### WORK TASK
What you give back should match the records word for word.

+++ EXTRACTED ENTRIES

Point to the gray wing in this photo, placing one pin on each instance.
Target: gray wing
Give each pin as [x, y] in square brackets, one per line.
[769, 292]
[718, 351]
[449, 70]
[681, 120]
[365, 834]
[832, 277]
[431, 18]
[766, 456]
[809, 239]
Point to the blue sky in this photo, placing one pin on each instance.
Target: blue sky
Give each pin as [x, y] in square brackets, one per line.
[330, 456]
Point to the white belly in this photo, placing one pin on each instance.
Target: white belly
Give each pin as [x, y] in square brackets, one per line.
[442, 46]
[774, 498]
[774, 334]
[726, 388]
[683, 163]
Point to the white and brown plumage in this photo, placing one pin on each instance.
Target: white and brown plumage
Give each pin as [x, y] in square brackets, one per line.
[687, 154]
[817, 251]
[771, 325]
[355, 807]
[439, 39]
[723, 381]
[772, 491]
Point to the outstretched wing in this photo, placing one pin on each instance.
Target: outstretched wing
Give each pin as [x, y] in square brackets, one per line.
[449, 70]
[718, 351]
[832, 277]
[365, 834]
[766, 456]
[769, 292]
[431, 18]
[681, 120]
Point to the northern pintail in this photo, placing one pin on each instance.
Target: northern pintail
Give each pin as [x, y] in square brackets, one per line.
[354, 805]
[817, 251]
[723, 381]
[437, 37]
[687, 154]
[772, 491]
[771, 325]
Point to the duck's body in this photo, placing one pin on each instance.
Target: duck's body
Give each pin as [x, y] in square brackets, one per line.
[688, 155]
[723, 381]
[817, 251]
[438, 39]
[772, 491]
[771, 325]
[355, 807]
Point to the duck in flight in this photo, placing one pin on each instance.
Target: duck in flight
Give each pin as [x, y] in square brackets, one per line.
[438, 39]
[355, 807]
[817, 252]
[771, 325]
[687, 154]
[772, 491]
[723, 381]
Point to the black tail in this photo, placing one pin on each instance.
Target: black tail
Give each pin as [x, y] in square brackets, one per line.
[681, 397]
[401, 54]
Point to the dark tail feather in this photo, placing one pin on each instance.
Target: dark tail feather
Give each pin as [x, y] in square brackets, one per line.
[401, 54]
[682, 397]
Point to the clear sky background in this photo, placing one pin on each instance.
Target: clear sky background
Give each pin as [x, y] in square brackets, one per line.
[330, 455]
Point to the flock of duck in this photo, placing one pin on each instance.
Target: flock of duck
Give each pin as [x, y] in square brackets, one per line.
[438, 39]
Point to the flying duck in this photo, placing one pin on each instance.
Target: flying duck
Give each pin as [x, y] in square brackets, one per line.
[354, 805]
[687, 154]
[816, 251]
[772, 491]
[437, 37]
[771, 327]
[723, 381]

++++++

### WRITTEN ANSWER
Point to the gray wing in this photo, placing one pin on each instance.
Target: gray wing
Give each pin as [x, y] in square brackets, one per line.
[769, 292]
[718, 351]
[449, 70]
[681, 120]
[365, 834]
[832, 277]
[431, 18]
[766, 456]
[809, 239]
Point to the blue sky in this photo, placing one pin on each instance.
Target: blue sky
Give each pin as [x, y] in square brackets, one per line.
[330, 456]
Point to the white belly in this photo, placing one pin on each instance.
Target: white belly
Give each pin as [x, y] in square brackets, one per line.
[442, 46]
[774, 498]
[774, 334]
[726, 388]
[683, 163]
Point to the white and brown plumage in this photo, placing one pin on each instance.
Target: white and brown plumage
Give each pin as [x, y] in square brackets, one per line.
[687, 154]
[817, 251]
[771, 325]
[355, 807]
[439, 39]
[723, 381]
[772, 491]
Point to the outstretched wing in this photo, placing one pin on each instance.
Target: outstretched wing
Give each pin as [x, y] in square brackets, one per line.
[449, 70]
[718, 351]
[832, 277]
[365, 834]
[766, 456]
[769, 292]
[431, 18]
[681, 120]
Point to the northern pintail in this photo, placing one pin on each instance.
Target: northern pintail
Give each pin as [x, y] in square brackets, one per line.
[354, 805]
[817, 251]
[723, 381]
[437, 37]
[687, 154]
[772, 491]
[771, 325]
Point to the duck's body in this photo, placing one pin on each instance.
Target: duck's body
Give each pin as [x, y] in square brackets, one per line.
[688, 155]
[723, 381]
[817, 251]
[438, 39]
[772, 491]
[771, 325]
[355, 807]
Point to the duck in flight in this photo, placing one pin on each instance.
Target: duck in flight
Give each pin as [x, y] in square brackets, one per line.
[438, 39]
[355, 807]
[817, 252]
[771, 325]
[687, 154]
[772, 491]
[723, 381]
Point to the black tail in this photo, placing one pin on each instance.
Target: black tail
Give each pin as [x, y] in square brackets, one per line.
[681, 397]
[401, 54]
Point to the dark tail feather in this photo, placing one pin on each instance.
Target: dark tail feather
Give each pin as [x, y] in square brackets, one per line.
[401, 54]
[682, 397]
Point to the clear sky background in this photo, placing one pin on each instance.
Target: clear sky background
Give each pin as [x, y] in square brackets, one per line.
[330, 455]
Point to the flock of duck in this photo, placing one pin on each instance.
Target: flock of duck
Give each pin as [x, y] in square brackets, one per line.
[438, 39]
Point to the flying duck in this photo, placing one pin on each instance.
Target: flying duck
Give each pin as [x, y] in square brackets, one per line.
[354, 805]
[687, 154]
[816, 251]
[772, 491]
[437, 37]
[771, 327]
[723, 381]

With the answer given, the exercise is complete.